Cli toolbelt for Datashare.
Project description
Datashare Tarentula
Cli toolbelt for Datashare.
/ \
\ \ ,, / /
'-.`\()/`.-'
.--_'( )'_--.
/ /` /`""`\ `\ \
| | >< | |
\ \ / /
'.__.'
Usage: tarentula [OPTIONS] COMMAND [ARGS]...
Options:
--syslog-address TEXT localhost Syslog address
--syslog-port INTEGER 514 Syslog port
--syslog-facility TEXT local7 Syslog facility
--stdout-loglevel TEXT ERROR Change the default log level for stdout error handler
--help Show this message and exit
--version Show the installed version of Tarentula
Commands:
clean-tags-by-query
download
export-by-query
tagging
tagging-by-query
Table of contents
Clean Tags by Query
A command that uses Elasticsearch update-by-query
feature to batch untag documents directly in the index.
Usage: tarentula clean-tags-by-query [OPTIONS]
Options:
--datashare-project TEXT Datashare project
--elasticsearch-url TEXT Elasticsearch URL which is used to perform
update by query
--cookies TEXT Key/value pair to add a cookie to each
request to the API. You can
separatesemicolons: key1=val1;key2=val2;...

Provided information ▸
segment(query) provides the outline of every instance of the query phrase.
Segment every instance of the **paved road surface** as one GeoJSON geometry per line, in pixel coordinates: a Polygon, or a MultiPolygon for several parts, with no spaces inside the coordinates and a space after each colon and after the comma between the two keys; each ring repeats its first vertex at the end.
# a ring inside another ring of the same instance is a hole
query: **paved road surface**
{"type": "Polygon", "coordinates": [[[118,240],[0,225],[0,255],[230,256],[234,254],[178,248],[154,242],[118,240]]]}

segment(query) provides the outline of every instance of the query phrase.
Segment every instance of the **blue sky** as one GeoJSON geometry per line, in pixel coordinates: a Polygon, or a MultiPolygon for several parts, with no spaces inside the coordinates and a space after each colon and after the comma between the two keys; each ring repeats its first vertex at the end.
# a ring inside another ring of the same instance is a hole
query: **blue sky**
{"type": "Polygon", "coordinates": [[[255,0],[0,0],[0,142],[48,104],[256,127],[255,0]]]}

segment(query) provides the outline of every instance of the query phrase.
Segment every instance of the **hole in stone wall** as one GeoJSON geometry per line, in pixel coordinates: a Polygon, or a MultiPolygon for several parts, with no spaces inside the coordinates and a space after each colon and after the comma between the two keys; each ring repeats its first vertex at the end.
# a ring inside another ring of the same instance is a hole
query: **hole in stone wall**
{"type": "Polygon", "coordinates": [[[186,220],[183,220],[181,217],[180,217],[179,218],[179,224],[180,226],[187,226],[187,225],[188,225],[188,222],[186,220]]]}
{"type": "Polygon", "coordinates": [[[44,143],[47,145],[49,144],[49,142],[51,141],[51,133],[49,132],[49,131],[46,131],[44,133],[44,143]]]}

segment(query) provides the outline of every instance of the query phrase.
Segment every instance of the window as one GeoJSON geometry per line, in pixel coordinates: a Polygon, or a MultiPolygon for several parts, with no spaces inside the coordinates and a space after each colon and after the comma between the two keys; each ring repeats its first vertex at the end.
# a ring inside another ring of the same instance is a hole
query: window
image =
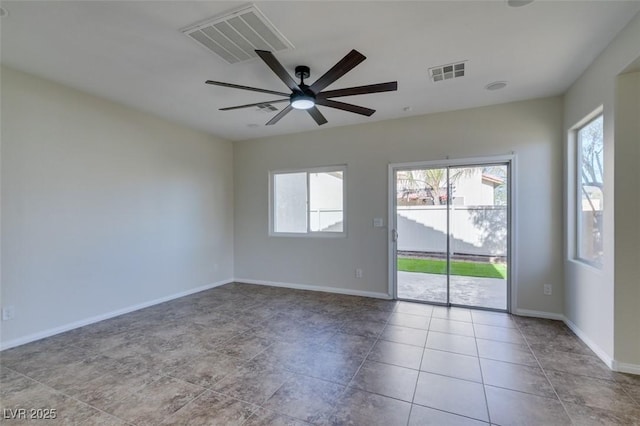
{"type": "Polygon", "coordinates": [[[604,209],[602,115],[577,129],[576,142],[576,257],[600,267],[604,209]]]}
{"type": "Polygon", "coordinates": [[[272,172],[271,235],[344,235],[345,166],[272,172]]]}

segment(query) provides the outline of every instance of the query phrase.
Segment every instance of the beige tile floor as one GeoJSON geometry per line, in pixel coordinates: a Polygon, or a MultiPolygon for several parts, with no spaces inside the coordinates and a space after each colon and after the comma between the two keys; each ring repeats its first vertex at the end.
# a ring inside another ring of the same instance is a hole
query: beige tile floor
{"type": "Polygon", "coordinates": [[[640,424],[562,323],[230,284],[0,354],[5,424],[640,424]]]}

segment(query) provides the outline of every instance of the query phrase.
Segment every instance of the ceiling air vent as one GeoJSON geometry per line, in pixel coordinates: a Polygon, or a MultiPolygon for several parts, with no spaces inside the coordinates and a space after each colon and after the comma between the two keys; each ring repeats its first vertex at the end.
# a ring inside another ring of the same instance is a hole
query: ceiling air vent
{"type": "Polygon", "coordinates": [[[255,5],[208,19],[182,32],[230,64],[256,57],[256,49],[281,52],[293,48],[255,5]]]}
{"type": "Polygon", "coordinates": [[[452,78],[464,77],[465,62],[466,61],[462,61],[456,62],[455,64],[440,65],[429,68],[429,77],[434,83],[451,80],[452,78]]]}

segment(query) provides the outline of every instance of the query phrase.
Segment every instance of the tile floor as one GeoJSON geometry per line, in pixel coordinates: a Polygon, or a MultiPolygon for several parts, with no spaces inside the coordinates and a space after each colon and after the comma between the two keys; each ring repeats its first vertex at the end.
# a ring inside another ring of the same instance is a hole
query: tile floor
{"type": "Polygon", "coordinates": [[[0,353],[6,424],[640,424],[562,323],[229,284],[0,353]]]}

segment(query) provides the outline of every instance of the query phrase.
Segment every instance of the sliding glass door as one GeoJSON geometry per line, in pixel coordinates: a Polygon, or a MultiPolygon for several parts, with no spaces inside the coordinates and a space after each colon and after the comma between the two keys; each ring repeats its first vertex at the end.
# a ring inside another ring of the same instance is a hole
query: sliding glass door
{"type": "Polygon", "coordinates": [[[391,174],[396,297],[508,310],[510,162],[391,174]]]}

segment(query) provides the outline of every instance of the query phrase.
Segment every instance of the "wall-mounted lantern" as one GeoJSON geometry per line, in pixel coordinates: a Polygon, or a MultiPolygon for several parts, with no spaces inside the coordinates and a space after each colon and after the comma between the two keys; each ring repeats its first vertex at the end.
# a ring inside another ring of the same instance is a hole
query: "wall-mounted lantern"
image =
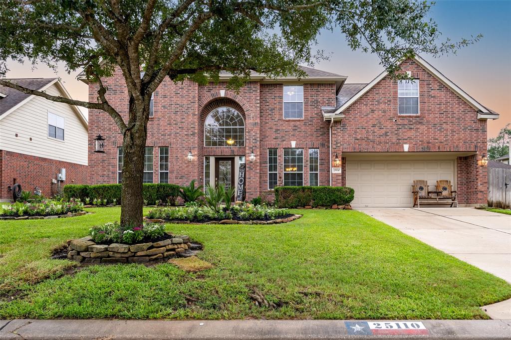
{"type": "Polygon", "coordinates": [[[335,158],[334,158],[334,165],[336,166],[339,166],[341,165],[341,161],[339,159],[339,156],[337,156],[337,153],[335,153],[335,158]]]}
{"type": "Polygon", "coordinates": [[[105,138],[103,138],[101,135],[98,135],[94,138],[94,152],[104,153],[105,150],[105,138]]]}
{"type": "Polygon", "coordinates": [[[482,153],[482,155],[481,155],[481,159],[479,161],[479,165],[481,166],[486,166],[488,165],[488,156],[486,155],[486,153],[482,153]]]}

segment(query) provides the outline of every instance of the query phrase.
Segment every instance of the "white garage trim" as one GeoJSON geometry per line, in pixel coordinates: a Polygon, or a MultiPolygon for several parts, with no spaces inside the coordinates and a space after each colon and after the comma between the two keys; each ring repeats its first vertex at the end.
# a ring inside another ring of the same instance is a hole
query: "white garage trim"
{"type": "Polygon", "coordinates": [[[411,207],[414,180],[428,181],[432,190],[437,180],[449,180],[456,188],[456,163],[452,155],[444,159],[347,158],[346,185],[355,189],[352,205],[411,207]]]}

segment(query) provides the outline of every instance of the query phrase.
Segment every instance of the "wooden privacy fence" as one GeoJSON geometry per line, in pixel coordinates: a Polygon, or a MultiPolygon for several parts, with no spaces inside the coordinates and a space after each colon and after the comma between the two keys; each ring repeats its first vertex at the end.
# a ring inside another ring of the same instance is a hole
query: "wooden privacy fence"
{"type": "Polygon", "coordinates": [[[511,169],[488,169],[488,206],[511,208],[511,169]]]}

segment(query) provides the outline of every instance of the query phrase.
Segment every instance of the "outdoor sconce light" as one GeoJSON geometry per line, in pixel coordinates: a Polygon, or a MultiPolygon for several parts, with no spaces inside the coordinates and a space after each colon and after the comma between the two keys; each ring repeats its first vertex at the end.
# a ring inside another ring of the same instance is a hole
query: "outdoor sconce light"
{"type": "Polygon", "coordinates": [[[488,165],[488,156],[486,156],[486,153],[483,152],[481,155],[481,160],[479,163],[481,166],[486,166],[488,165]]]}
{"type": "Polygon", "coordinates": [[[336,166],[339,166],[341,165],[341,161],[339,160],[339,156],[337,156],[337,153],[335,154],[335,158],[334,158],[334,164],[335,164],[336,166]]]}
{"type": "Polygon", "coordinates": [[[105,152],[105,150],[103,150],[105,138],[103,138],[103,136],[101,135],[98,135],[96,136],[96,137],[94,138],[94,152],[105,152]]]}

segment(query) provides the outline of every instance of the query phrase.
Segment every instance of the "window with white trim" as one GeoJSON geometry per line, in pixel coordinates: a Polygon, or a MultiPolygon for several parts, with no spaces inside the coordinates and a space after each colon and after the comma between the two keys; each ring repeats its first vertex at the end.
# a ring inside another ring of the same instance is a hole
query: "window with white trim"
{"type": "Polygon", "coordinates": [[[124,155],[123,153],[123,147],[117,148],[117,183],[123,182],[123,163],[124,161],[124,155]]]}
{"type": "Polygon", "coordinates": [[[169,183],[169,147],[159,148],[159,182],[169,183]]]}
{"type": "Polygon", "coordinates": [[[285,119],[303,119],[303,86],[284,86],[283,101],[285,119]]]}
{"type": "Polygon", "coordinates": [[[284,149],[284,185],[304,185],[304,149],[284,149]]]}
{"type": "Polygon", "coordinates": [[[319,149],[309,149],[309,185],[319,185],[319,149]]]}
{"type": "Polygon", "coordinates": [[[153,147],[146,147],[144,153],[144,177],[143,183],[153,182],[153,147]]]}
{"type": "Polygon", "coordinates": [[[48,112],[48,137],[64,140],[63,117],[48,112]]]}
{"type": "Polygon", "coordinates": [[[151,94],[151,101],[149,102],[149,117],[154,116],[154,92],[151,94]]]}
{"type": "Polygon", "coordinates": [[[268,149],[268,188],[273,190],[277,186],[278,157],[276,149],[268,149]]]}
{"type": "Polygon", "coordinates": [[[398,100],[399,114],[419,114],[419,80],[399,81],[398,100]]]}

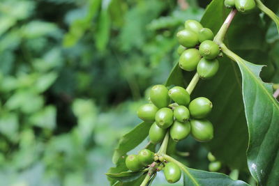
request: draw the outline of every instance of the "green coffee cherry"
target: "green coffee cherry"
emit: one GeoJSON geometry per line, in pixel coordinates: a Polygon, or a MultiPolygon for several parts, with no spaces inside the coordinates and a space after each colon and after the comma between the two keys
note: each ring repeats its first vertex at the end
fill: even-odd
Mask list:
{"type": "Polygon", "coordinates": [[[205,119],[191,120],[191,134],[198,141],[206,142],[213,137],[213,126],[205,119]]]}
{"type": "Polygon", "coordinates": [[[186,122],[190,118],[190,111],[186,107],[179,105],[174,110],[174,118],[180,122],[186,122]]]}
{"type": "Polygon", "coordinates": [[[182,53],[186,49],[186,47],[184,47],[182,45],[179,45],[179,47],[177,48],[177,53],[179,53],[179,55],[181,55],[182,53]]]}
{"type": "Polygon", "coordinates": [[[202,79],[210,79],[213,77],[219,69],[219,61],[202,58],[197,67],[197,72],[202,79]]]}
{"type": "Polygon", "coordinates": [[[235,0],[235,6],[242,13],[249,13],[256,7],[255,0],[235,0]]]}
{"type": "Polygon", "coordinates": [[[197,38],[199,42],[202,42],[206,40],[213,40],[214,38],[214,34],[212,31],[207,28],[203,28],[199,31],[197,38]]]}
{"type": "Polygon", "coordinates": [[[214,41],[204,40],[199,45],[199,54],[207,59],[213,59],[220,53],[219,46],[214,41]]]}
{"type": "Polygon", "coordinates": [[[168,183],[176,183],[179,181],[181,177],[181,171],[180,168],[173,162],[167,163],[163,170],[165,178],[168,183]]]}
{"type": "Polygon", "coordinates": [[[216,158],[215,157],[215,156],[213,156],[212,155],[211,153],[209,153],[209,154],[207,155],[207,159],[209,159],[209,160],[210,162],[215,162],[216,160],[216,158]]]}
{"type": "Polygon", "coordinates": [[[153,144],[162,142],[166,133],[167,131],[165,129],[159,127],[156,123],[154,122],[149,129],[150,141],[153,144]]]}
{"type": "Polygon", "coordinates": [[[168,92],[169,90],[165,86],[156,85],[150,91],[150,100],[159,109],[167,107],[170,102],[168,92]]]}
{"type": "Polygon", "coordinates": [[[140,162],[139,157],[136,155],[130,155],[127,156],[125,161],[127,168],[132,171],[138,171],[143,168],[140,162]]]}
{"type": "Polygon", "coordinates": [[[199,43],[197,34],[190,30],[182,30],[177,33],[177,39],[180,45],[186,47],[194,47],[199,43]]]}
{"type": "Polygon", "coordinates": [[[202,29],[202,25],[196,20],[189,20],[185,22],[185,29],[198,33],[202,29]]]}
{"type": "Polygon", "coordinates": [[[162,108],[157,111],[155,121],[159,127],[168,128],[174,123],[174,112],[171,109],[162,108]]]}
{"type": "Polygon", "coordinates": [[[169,91],[169,96],[179,105],[188,105],[190,102],[190,95],[185,88],[174,86],[169,91]]]}
{"type": "Polygon", "coordinates": [[[179,66],[184,70],[193,71],[196,70],[201,59],[199,52],[196,49],[188,49],[184,51],[179,58],[179,66]]]}
{"type": "Polygon", "coordinates": [[[212,102],[209,99],[199,97],[190,102],[190,114],[195,118],[204,118],[211,111],[212,107],[212,102]]]}
{"type": "Polygon", "coordinates": [[[235,6],[234,0],[225,0],[225,6],[228,8],[232,8],[235,6]]]}
{"type": "Polygon", "coordinates": [[[144,121],[153,122],[158,109],[153,104],[144,104],[137,109],[137,116],[144,121]]]}
{"type": "Polygon", "coordinates": [[[154,153],[148,149],[143,149],[139,152],[137,157],[142,165],[147,166],[153,162],[154,153]]]}
{"type": "Polygon", "coordinates": [[[222,164],[220,162],[213,162],[209,164],[209,170],[211,172],[217,172],[221,168],[222,164]]]}
{"type": "Polygon", "coordinates": [[[174,124],[170,127],[169,134],[174,141],[179,141],[188,137],[190,134],[191,126],[188,121],[181,123],[174,121],[174,124]]]}

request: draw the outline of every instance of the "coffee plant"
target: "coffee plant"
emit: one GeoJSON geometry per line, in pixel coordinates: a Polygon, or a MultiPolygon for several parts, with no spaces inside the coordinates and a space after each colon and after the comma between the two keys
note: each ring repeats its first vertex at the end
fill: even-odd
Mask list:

What to do ▸
[1] In the Tarentula page, replace "Cli toolbelt" with "Command-line toolbelt" wherever it occurs. Begin at the words "Project description" and stop after "[OPTIONS] COMMAND [ARGS]...".
[2] According to the Tarentula page, what is the --elasticsearch-url option of the clean-tags-by-query command used for, and why does that command need it?
[3] Answer these from the Tarentula page:
(a) What is the default syslog port?
(b) What does the --version option do?
(c) Which Elasticsearch feature does the clean-tags-by-query command use?
The records are separate from the Tarentula page and unrelated to it.

Results for each task ▸
[1]
Project description
Datashare Tarentula
Command-line toolbelt for Datashare.
/ \
\ \ ,, / /
'-.`\()/`.-'
.--_'( )'_--.
/ /` /`""`\ `\ \
| | >< | |
\ \ / /
'.__.'
Usage: tarentula [OPTIONS] COMMAND [ARGS]...

[2] The option gives the Elasticsearch URL that is used to perform the update by query. The command needs it because it uses the Elasticsearch update-by-query feature to untag documents in batch directly in the index.

[3]
(a) 514
(b) It shows the installed version of Tarentula.
(c) The update-by-query feature